# START OF Text section
Think of a scenario where the concurrent access to a file system with no

synchronization causes a problem such as inconsistency or corruption of

the file system.



One process is trying to remove a file and one process is trying to create a file with the same name. If the execution of both those actions is interleaved, the creation of a file on the disk at the same position as the removed file may be allowed. The removing process may therefore remove parts of the file to be created without the file creating process noticing and leaving the disk in a corrupt state.



# Question 4:

What is the difference between the inode and the file object?



The inode is the metadata of the file on disk containing its disksector and size. A file is the in memory representation of the data on disk and always contains the inode associated with it. There may be more than one file per inode.



# Question 5:

Consider the following set of actions, which are provided in the following

chronological order. What will student.txt contain?



Assume synchronization of the file system.



Process A: create(student.txt, 1000)

- Create a new file

Process A: fd = open(student.txt)

- Opening the file returns a valid fd

Process B: remove(student.txt)

- Files directory entry is removed and inode of file is flagged for deletion 

Process C: create(student.txt, 1000)

- Creates a new file on disk, this one is different from the one created before

Process C: fd = open(student.txt)

- Opening the new file returns a valid fd 

Process C: write(fd, ”AAA”, 3)

- Write to the new file

Process A: write(fd, ”BBB”, 3)

- Write to the old file

Process A: close(fd)

- Close the old file, which triggers its removal from disk

Process C: close(fd)

- Close the new file



The file "student.txt" content is "AAA".



# Control Questions:



- What is the difference between file_open and filesys_open? 



filesys_open looks up the inode of the file by calling lookup on the root directory and then invokes file_open on the found inode. file_open allocates a new file object for the inode and returns it.



- Which functions from inode.c are called when you call filesys_remove,

filesys_open, filebclose, file_read, and file_write?



inode_open, inode_close, inode_read_at, inode_write_at, inode_remove.



- When you remove the file, what is removed first, the file name from the

directory or the file content from the disk? How and when is the file

content removed?



The file name is erased first by dir_remove, then inode_remove flags the inode for deletion.

If inode_close called by the last thread that had a file with that inode open and the inode was flagged for deletion its content is removed from the disk.



- What happens if you attempt to remove an open file?
# END OF Text section
# START OF Recorded information
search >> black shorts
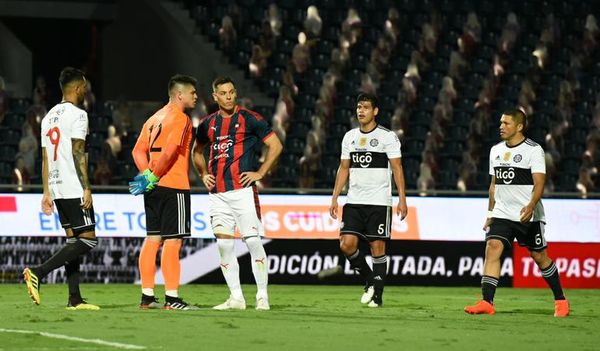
# END OF Recorded information
* **Set of tasks**:
(1) Decide whether each statement agrees with the file system notes above, answering yes or no and quoting the deciding words of the notes: (a) more than one file can share a single inode; (b) when a file is removed, its content leaves the disk before its name leaves the directory; (c) in the student.txt sequence, the file ends up containing "AAA".
(2) Please reproduce the passage of the file system notes between "filesys_open looks up" and "inode_read_at, inode_write_at, inode_remove.", inclusive.

* **Answers per task**:
(1)
(a) Yes: "There may be more than one file per inode."
(b) No: "The file name is erased first by dir_remove, then inode_remove flags the inode for deletion."
(c) Yes: "The file "student.txt" content is "AAA"."

(2)
filesys_open looks up the inode of the file by calling lookup on the root directory and then invokes file_open on the found inode. file_open allocates a new file object for the inode and returns it.



- Which functions from inode.c are called when you call filesys_remove,

filesys_open, filebclose, file_read, and file_write?



inode_open, inode_close, inode_read_at, inode_write_at, inode_remove.